::: Source records

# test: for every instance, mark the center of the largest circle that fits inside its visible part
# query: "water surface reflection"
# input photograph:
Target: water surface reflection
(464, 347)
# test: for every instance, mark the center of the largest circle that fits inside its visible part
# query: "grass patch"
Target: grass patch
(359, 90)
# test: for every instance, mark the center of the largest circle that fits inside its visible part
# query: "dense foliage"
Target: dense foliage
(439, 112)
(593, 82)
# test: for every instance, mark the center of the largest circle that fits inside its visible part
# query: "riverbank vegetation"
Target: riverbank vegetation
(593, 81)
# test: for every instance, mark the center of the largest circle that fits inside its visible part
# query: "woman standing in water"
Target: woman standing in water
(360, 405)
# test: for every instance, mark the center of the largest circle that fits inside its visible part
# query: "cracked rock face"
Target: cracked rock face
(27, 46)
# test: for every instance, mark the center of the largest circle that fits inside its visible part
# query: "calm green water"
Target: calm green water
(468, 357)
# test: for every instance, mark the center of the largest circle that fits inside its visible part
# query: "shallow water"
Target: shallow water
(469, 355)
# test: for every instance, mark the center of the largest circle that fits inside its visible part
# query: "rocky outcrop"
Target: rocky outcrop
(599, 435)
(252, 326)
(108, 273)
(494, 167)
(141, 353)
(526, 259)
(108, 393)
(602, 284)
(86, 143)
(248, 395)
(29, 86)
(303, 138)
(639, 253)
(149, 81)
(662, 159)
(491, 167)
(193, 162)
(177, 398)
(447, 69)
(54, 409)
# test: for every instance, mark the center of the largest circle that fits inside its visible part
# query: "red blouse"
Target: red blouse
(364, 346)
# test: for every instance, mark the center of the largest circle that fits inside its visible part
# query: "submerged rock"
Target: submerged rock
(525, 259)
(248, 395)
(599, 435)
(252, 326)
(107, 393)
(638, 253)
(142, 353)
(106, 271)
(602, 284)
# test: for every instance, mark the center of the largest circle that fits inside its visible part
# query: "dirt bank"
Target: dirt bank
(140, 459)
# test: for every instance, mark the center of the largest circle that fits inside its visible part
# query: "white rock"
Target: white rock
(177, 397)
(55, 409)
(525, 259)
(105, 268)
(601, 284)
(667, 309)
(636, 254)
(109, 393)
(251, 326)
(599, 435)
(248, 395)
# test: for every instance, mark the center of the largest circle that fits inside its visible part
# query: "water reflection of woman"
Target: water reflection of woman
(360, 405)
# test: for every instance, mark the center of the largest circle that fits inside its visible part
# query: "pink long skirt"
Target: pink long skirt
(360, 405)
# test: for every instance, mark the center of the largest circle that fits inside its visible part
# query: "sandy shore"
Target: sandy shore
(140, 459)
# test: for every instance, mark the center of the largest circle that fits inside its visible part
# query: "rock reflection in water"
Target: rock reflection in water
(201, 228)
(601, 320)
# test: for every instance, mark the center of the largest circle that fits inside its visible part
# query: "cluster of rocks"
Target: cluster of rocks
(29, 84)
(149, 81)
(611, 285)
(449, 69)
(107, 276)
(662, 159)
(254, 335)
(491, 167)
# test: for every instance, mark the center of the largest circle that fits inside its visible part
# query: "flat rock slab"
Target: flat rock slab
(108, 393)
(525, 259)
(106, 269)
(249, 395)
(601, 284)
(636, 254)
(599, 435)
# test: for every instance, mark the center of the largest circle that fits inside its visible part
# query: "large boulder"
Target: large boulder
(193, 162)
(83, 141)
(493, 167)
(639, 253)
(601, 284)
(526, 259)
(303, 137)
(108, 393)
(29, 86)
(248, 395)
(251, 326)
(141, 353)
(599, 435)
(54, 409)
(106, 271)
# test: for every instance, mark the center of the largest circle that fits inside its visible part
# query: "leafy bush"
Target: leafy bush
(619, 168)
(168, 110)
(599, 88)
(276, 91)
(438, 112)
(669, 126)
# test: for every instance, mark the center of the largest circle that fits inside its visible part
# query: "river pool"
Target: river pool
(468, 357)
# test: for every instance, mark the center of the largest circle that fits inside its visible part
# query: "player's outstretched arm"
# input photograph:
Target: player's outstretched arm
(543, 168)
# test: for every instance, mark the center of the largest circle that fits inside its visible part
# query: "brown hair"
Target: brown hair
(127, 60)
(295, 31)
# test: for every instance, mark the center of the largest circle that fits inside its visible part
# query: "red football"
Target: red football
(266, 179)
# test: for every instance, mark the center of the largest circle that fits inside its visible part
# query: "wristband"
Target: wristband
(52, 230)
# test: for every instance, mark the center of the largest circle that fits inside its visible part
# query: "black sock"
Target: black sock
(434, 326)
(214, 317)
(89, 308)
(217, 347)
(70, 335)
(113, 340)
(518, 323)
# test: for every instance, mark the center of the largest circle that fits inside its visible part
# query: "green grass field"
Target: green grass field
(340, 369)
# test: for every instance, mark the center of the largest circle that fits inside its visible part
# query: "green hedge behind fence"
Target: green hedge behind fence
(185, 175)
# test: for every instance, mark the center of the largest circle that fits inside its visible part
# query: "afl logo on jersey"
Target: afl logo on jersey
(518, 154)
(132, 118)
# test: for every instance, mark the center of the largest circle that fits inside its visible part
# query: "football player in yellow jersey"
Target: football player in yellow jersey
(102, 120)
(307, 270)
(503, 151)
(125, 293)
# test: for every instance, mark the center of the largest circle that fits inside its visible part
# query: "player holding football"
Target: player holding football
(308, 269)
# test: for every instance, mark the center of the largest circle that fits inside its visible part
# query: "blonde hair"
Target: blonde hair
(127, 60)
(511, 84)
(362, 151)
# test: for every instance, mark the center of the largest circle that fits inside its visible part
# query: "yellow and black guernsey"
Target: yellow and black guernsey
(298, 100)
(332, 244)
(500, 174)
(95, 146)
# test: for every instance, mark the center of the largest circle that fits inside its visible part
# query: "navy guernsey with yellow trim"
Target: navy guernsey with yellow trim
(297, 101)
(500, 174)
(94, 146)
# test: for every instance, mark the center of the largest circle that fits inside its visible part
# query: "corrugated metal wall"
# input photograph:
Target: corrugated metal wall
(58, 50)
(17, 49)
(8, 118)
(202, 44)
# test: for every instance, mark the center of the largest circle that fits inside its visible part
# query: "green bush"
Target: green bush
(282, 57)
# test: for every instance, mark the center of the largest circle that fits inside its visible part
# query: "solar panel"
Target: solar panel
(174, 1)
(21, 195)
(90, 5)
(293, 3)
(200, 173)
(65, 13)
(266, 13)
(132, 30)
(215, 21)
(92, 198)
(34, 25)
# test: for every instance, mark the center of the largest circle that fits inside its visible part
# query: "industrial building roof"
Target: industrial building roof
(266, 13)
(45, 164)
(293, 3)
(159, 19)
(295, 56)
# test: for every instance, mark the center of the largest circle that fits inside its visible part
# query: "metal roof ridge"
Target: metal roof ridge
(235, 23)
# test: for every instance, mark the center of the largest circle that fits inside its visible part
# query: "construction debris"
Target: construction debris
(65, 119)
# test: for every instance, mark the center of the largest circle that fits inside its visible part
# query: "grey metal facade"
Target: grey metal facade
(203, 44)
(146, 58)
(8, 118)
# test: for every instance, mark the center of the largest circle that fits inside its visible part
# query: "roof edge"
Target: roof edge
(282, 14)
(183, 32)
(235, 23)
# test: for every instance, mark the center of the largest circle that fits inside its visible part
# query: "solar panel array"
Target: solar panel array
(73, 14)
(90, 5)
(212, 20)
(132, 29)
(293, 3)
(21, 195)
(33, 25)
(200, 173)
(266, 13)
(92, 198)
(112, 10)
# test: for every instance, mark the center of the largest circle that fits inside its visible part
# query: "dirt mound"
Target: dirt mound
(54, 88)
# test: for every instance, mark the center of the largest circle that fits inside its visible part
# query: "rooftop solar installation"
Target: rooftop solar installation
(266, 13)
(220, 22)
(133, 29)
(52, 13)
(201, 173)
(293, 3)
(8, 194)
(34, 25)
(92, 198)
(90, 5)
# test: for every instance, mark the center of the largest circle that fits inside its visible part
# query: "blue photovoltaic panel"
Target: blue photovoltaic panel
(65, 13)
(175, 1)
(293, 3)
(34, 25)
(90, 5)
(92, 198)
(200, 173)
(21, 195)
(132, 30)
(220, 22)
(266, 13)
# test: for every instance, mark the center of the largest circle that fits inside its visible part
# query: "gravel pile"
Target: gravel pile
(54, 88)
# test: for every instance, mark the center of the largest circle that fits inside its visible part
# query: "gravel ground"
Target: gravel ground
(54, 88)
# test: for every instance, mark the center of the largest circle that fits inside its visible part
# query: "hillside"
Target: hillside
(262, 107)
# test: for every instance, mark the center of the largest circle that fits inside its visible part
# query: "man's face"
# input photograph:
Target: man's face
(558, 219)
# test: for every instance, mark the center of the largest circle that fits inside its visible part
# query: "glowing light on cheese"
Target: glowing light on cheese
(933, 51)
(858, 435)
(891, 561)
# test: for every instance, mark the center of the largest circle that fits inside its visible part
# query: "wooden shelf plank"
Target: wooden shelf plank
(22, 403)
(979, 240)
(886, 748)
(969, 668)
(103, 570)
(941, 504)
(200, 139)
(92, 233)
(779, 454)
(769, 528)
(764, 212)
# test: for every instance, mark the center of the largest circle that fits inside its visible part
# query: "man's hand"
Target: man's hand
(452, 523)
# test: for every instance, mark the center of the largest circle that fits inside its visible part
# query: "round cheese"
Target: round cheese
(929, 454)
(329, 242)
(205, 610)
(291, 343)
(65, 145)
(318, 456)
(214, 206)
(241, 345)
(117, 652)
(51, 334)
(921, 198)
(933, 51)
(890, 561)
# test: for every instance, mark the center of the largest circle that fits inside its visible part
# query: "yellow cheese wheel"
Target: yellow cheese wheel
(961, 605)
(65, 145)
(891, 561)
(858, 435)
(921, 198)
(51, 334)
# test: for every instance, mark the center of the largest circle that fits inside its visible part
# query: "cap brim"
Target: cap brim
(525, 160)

::::::

Problem requirements:
Which lines in the material above contain the string "woman"? Pick out each of them.

Finished exercise:
# query: "woman standing in water"
Target: woman standing in water
# query: "water reflection of woman"
Target: water reflection of woman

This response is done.